▸ Task details: If a record holds a picture, leave the picture out and print everything else exactly.

▸ Dataset content:
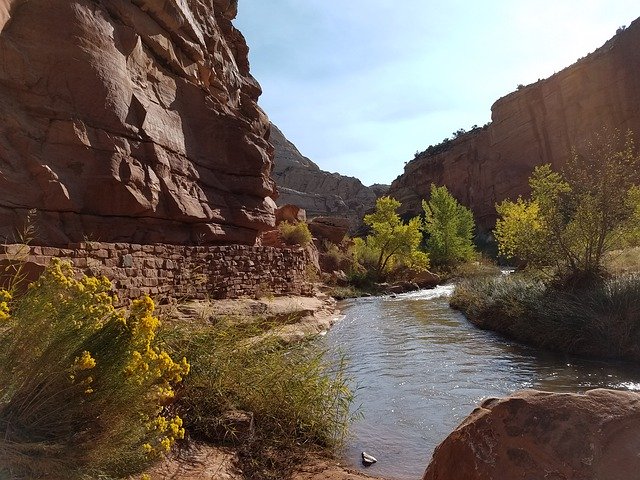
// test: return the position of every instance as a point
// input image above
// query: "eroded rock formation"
(536, 435)
(130, 120)
(301, 182)
(537, 124)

▸ Result:
// test: return the position of every instance as a point
// input image above
// query: "eroded rock formation"
(536, 435)
(130, 120)
(301, 182)
(537, 124)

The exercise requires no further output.